§ **Task details**:
Each line below must be reproduced exactly, though the pictures are to be dropped.

Items from a dataset:
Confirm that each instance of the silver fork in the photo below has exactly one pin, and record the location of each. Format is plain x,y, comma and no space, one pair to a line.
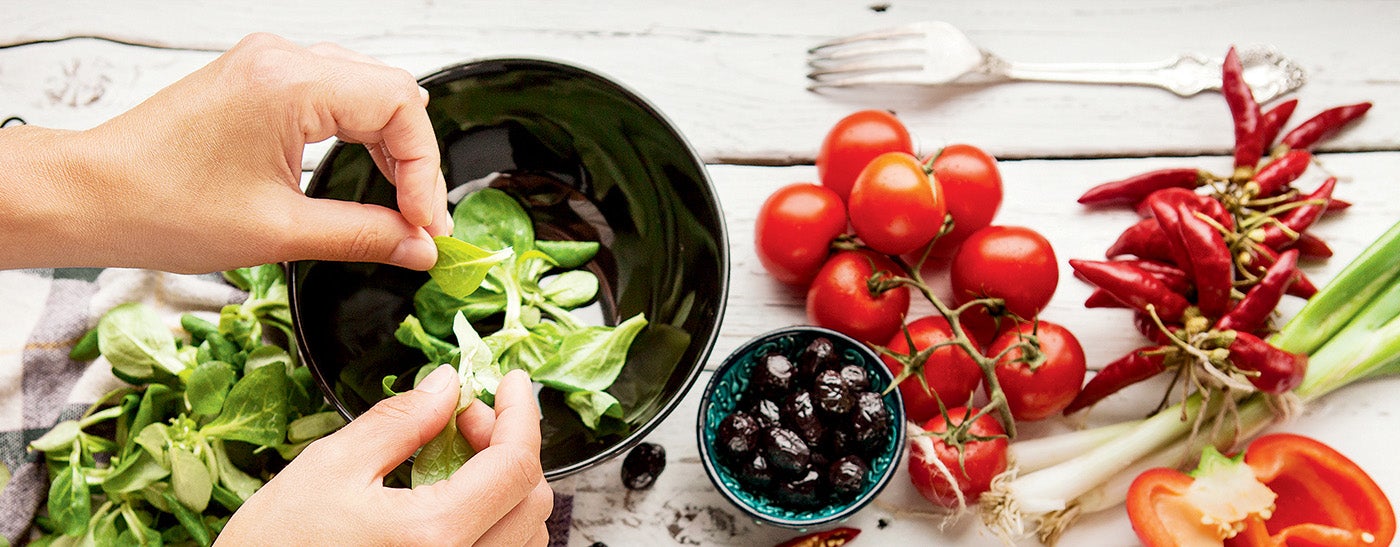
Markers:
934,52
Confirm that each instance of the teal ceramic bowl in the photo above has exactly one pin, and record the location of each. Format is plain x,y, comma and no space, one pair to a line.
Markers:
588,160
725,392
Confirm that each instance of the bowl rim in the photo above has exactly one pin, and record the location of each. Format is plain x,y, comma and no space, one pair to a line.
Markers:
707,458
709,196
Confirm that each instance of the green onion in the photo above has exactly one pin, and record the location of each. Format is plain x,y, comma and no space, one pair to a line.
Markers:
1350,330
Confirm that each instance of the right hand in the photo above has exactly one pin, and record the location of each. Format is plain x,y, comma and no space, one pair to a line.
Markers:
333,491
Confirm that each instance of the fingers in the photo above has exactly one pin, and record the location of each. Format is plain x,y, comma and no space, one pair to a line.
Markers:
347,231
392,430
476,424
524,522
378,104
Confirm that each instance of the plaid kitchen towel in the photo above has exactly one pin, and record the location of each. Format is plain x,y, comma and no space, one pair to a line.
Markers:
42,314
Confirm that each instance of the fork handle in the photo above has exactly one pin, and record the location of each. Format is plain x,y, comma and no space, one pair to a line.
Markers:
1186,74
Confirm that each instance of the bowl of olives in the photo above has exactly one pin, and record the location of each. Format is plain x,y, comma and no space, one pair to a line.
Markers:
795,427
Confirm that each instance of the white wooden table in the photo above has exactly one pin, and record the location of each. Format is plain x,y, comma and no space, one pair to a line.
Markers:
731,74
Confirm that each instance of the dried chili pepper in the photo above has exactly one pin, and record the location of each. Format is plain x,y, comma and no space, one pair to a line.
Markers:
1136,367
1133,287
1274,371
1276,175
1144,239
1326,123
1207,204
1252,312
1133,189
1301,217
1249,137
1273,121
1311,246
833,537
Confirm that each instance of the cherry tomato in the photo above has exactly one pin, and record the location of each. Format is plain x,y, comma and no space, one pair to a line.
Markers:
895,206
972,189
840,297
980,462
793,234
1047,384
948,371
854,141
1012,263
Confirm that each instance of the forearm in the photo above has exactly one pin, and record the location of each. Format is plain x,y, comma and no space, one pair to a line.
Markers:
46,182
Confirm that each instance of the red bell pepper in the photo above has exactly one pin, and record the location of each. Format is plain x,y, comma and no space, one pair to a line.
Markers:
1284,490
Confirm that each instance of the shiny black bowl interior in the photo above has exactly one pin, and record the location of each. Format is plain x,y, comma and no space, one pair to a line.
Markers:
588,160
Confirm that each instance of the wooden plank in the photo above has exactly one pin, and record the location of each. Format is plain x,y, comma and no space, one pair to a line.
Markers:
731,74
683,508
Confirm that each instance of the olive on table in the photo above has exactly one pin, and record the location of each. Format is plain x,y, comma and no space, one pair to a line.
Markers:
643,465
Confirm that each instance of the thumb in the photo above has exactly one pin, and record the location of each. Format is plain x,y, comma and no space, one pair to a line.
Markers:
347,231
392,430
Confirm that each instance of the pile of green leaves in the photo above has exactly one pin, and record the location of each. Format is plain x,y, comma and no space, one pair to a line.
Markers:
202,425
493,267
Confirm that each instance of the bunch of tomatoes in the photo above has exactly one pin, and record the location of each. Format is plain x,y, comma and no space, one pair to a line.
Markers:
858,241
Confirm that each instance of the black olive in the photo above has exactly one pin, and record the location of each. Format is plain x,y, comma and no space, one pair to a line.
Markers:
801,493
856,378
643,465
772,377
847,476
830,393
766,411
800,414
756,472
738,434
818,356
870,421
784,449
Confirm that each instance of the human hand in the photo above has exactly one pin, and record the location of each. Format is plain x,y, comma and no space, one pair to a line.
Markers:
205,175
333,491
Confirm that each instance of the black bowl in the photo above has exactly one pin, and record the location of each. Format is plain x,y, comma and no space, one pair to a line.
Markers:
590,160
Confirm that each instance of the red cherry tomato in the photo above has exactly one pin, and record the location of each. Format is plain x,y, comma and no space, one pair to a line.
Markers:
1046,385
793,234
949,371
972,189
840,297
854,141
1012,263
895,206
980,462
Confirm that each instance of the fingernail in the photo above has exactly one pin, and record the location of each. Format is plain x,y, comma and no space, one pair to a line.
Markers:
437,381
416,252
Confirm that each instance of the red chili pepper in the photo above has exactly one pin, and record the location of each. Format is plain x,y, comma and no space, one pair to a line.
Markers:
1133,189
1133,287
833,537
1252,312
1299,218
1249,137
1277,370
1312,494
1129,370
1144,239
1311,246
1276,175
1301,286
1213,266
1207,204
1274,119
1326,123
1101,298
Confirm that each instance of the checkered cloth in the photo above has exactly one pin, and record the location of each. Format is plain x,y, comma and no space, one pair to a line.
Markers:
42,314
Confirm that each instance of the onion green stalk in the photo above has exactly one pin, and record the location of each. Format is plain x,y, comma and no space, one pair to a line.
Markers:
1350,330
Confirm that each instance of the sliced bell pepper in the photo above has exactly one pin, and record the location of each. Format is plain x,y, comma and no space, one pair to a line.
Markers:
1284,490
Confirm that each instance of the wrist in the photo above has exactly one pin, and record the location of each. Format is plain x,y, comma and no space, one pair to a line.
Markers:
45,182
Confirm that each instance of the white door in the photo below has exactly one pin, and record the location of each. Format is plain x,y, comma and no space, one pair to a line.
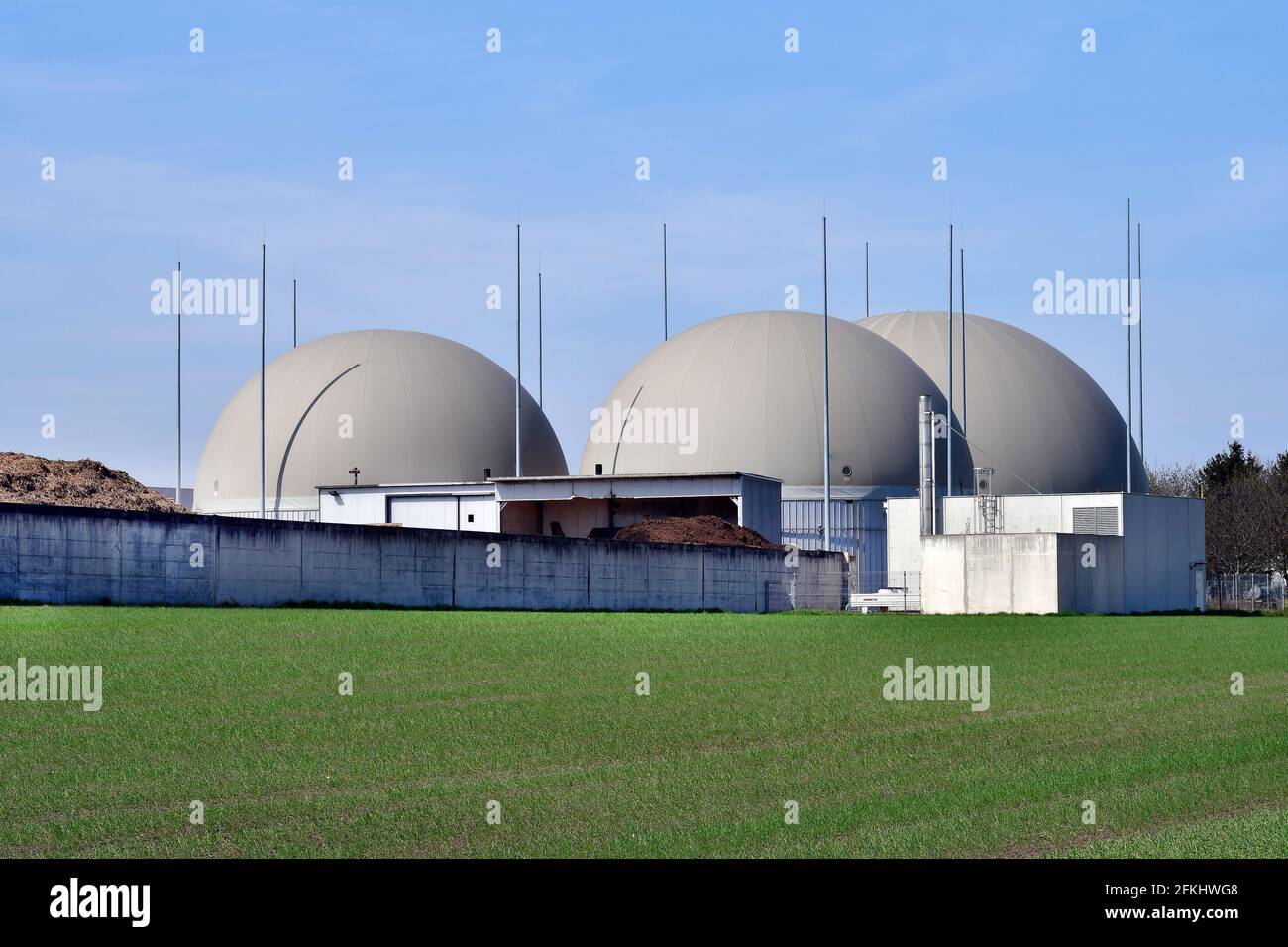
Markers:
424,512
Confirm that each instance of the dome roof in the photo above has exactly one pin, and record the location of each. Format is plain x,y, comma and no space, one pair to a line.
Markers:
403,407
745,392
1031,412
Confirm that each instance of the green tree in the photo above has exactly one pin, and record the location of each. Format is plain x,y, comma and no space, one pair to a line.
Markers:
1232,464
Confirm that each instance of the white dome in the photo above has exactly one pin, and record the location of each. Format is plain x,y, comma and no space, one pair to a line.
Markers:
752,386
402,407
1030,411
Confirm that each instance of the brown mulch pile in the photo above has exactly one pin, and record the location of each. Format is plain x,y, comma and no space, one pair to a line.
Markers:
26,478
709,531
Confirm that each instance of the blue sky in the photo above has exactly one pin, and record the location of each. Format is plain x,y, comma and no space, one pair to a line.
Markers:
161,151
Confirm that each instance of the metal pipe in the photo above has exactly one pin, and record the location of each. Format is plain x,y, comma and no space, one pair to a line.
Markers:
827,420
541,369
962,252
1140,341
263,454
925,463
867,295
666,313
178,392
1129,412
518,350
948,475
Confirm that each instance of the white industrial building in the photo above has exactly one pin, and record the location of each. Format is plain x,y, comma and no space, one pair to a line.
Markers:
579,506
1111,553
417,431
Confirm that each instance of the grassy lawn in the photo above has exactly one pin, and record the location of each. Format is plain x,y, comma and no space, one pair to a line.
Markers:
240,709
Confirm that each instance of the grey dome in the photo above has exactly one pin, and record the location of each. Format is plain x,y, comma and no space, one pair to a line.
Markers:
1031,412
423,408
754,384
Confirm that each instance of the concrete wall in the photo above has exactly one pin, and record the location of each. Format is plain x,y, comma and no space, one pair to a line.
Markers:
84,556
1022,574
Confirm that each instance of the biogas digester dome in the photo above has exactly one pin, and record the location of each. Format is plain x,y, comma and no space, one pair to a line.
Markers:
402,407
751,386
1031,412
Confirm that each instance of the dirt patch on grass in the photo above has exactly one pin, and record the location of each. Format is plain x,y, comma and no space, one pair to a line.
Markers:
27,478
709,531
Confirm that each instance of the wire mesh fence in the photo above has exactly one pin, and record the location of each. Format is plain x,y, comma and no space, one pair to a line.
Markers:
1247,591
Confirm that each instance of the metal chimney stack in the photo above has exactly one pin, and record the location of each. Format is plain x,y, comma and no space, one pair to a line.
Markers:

§ **Answer space**:
Confirm that each instance of the silver fork in the photo below has exactly one pin, and record the location of each. Format is plain x,y, comma and no space, one pair to a line.
Markers:
934,52
Confirm that each instance of the teal ceramic bowl in the photo above has exactly one pin, and record the location of each. Format is plain x,y, comma and no space, one pair to a line.
Markers:
588,160
725,392
Confirm that each instance of the bowl rim in the photo above has exactly one pin, and record the location of each. Format is plain x,y, comma and no space, one pair to a line.
Markers:
707,458
709,196
Confirm that each instance of the green onion in the photo above has exactly one pin, and record the location of each. Format is plain x,y, comma and no space, one pair to a line.
Markers:
1350,330
Confirm that each instance of the right hand in the photo above has exactly one pin, and record the location of each. Format is plain x,y, comma and no space, one pair to a line.
Markers:
333,491
Confirm that each instance of the fingers in the photo above has exactly one pin, and record the location of each. Format is plain x,y, comma and no space, one pair to a line.
Markers:
347,231
392,430
476,424
524,522
378,104
Confirm that each instance of the plaid kitchen towel in the photo above has exactly one pin, and record the location of each. Format is plain x,y, comma and no space, one pair to a line.
Markers:
42,314
Confirm that each instance of the fork handle in the photo above has exactly one pin, and record the location of each. Format is plain x,y, comma and no space, one pair to a line.
Markers:
1186,74
Confirm that each instance of the bowl of olives in the photo above has exactly one pin, and record the location of each. Format is plain x,y, comma and no space, one pair to a line.
Markers:
795,427
Confirm that each instance of the white wooden table in the photo above has exactly one pin, and record the location of each. Format is plain x,y, comma and no space, one pair to a line.
Markers:
731,74
Confirm that each instance of the dried chili pepper in the photo above has exactly one pin, and record the location of each. Format is plain x,y, comma and no space, one pair to a line.
Markers:
1136,367
1133,287
1274,371
1276,175
1144,239
1326,123
1207,204
1252,312
1133,189
1301,217
1249,137
1273,121
1311,246
833,537
Confirm that each instance of the cherry tomato in the photo above has exactly one pin, and record the location of each. Format is plain x,y, comma and no space, one pair to a line.
Markers:
895,206
972,189
840,297
980,462
793,234
1047,384
948,371
854,141
1012,263
Confirm that each instance of the forearm in the photo above has exactly one pin, and record the location of each. Format is plain x,y, comma and no space, one pair to a line.
Markers:
46,182
Confirm that each instance of the red bell pepper in the photo above has exactly one pin, and record the location of each. Format is plain x,y, comma and no space, one pair to a line.
Markers:
1284,490
Confirm that each instance of the shiny black bowl interior in the photo above has exactly one pin, and record the location of each. Format is plain x,y, comma and no space, one pair to a line.
Markers:
588,160
Confirm that each instance of the wooden plank in the photo above has exactly one pin, and record the location of each. Format is plain x,y, comma and no space, one pair to a line.
Markers:
731,74
683,508
Confirm that each instance of the olive on table in the photo above has exactly one pin, and record the location of each. Format is plain x,y, comma and no space, one pair to a line.
Markers:
643,465
Confirm that each instance of the thumb in the photo above has exactly one pin, and record the location of each. Format is plain x,y, comma and no space, one pair to a line.
Markers:
347,231
392,430
Confirm that each instance of the pile of green leaves in the photo above has exactly one pin, and record the location of each. Format is plain x,y, comma and no space, one pair to a line.
Markers:
202,425
493,267
Confirm that each instance of the bunch of tomatoes in the photo above has exactly one pin, and record the location of each. Format is plain x,y, comma and no space, one pair to a line.
Markers:
858,241
Confirm that each instance of the black olive in the photo above has exactly one pin, and record the location of each. Format is plain x,y, comma and no space, one pair to a line.
Markers:
801,493
856,378
643,465
772,377
847,476
830,393
766,411
800,414
756,472
738,434
818,356
870,421
784,449
Confirm that each instance of the human hand in the photo above has exactly one pin, and record the location of each. Format is plain x,y, comma and no space, one pair to a line.
Markers:
205,175
333,491
Confirm that each instance of the black bowl in the photo above has exactly one pin, and record the location of each. Format is plain x,y, comma and no space, one pair to a line.
Markers:
590,160
Confirm that each instance of the red cherry tomato in the photo above has exactly one pin, and record the location of each. Format is plain x,y, comma and no space, one pair to a line.
Markers:
1046,385
793,234
949,371
972,189
840,297
854,141
1012,263
895,206
980,462
Confirm that each instance of the fingernail in the photo above has exactly one pin, and record the location of each. Format is plain x,y, comma and no space, one pair to a line.
Markers:
437,381
416,252
Confirm that each instance of the red chili pepper in the photo above has exactly one pin, and record the location of each. Format is plain x,y, comma and no space, one pair to a line.
Markers:
1133,189
1133,287
833,537
1252,312
1299,218
1249,137
1277,370
1312,494
1129,370
1144,239
1311,246
1276,175
1301,286
1213,266
1207,204
1274,119
1326,123
1101,298
Confirm that each instance of the checkered cloth in the photo above has exactly one pin, and record the location of each. Format is plain x,y, comma and no space, one pair to a line.
Markers:
42,314
Confirm that each instance of the onion green stalk in the photo above has exactly one pin, and record the location of each. Format is plain x,y, comma and no space, one pair to a line.
Markers:
1350,330
Confirm that each instance of the sliced bell pepper in the photo above has exactly one pin, and record the location of each. Format is plain x,y, comma and no space, one pair to a line.
Markers:
1284,490
Confirm that each instance of the wrist in the photo above has exactly one pin, and record the location of each. Format is plain x,y, comma and no space, one pair to a line.
Markers:
45,182
Confirm that each instance of the white door in the photo below has exactly one pin, and record the location of each. Format is plain x,y, comma and no space, one pair to a line.
Markers:
424,512
Confirm that each instance of the dome roof in the photo above has exactly one pin, and record the location of each. Format is plain x,y, comma and no space, one pair to a line.
Markers:
403,407
745,392
1031,412
Confirm that each instance of the green tree in the photo above has exactly one pin, and record the location of each. Format is plain x,y, comma and no space, one pair to a line.
Markers:
1232,464
Confirm that each instance of the white dome in the photo above has exactly one pin, and record the location of each. Format is plain x,y, comma and no space, one pair to a line.
Markers:
752,386
402,407
1030,411
Confirm that each instance of the brown mulch pile in the photo above has exactly one pin, and record the location of each. Format is plain x,y, comma and no space, one pair to a line.
Markers:
26,478
709,531
Confirm that each instance of the blue sky in the photo above has exactly one pin, and record the location of each. Format is plain x,y, comma and no space, one pair to a line.
Markers:
161,151
Confirm that each instance of the metal pipe in the photo above has exactly one pin, and record the location of each. Format is plain x,y, comma and no space, one pair to a line.
Markers:
827,420
541,369
962,252
1140,341
263,454
925,463
867,295
666,313
178,392
1129,412
518,350
948,475
Confirm that each instance of the white industrial building in the photo above has exactly one pin, and record the location of each. Format is plain x,y, comma and no space, one pair to a line.
Markers:
579,506
1111,553
417,431
Confirm that each instance of the grassy lawn in the photo above has exactly one pin, and record the location of each. Format is plain x,y, comma and no space, one pair to a line.
Markers:
240,709
Confirm that each instance of the grey dome in the photo above has exactly one pin, and record the location of each. Format is plain x,y, comma and no space, one pair to a line.
Markers:
1031,412
423,408
754,384
Confirm that each instance of the concrete wall in the photo above has exactly one pin, and record the location of each. Format is plain x,y, comma and no space, one pair to a line.
Markers:
84,556
1022,574
Confirm that each instance of the biogas digester dome in the photo above has exactly one pin, and record the location of each. Format is plain x,y, comma and no space, one pair to a line.
Markers:
402,407
751,386
1031,412
Confirm that each instance of the dirt patch on grass in the photo above has exactly one pin, and record the location of each. Format is plain x,y, comma and no space, one pair to a line.
Markers:
27,478
709,531
Confirm that each instance of the wire mesh fence in the photo above has exactly one pin, and record the location of each. Format is plain x,y, comma and no space, one pair to a line.
Markers:
1247,591
Confirm that each instance of the metal chimney stack in the photo above has exactly one pin, and record the location of each. Format is plain x,y, comma and no space, one pair to a line.
Markers:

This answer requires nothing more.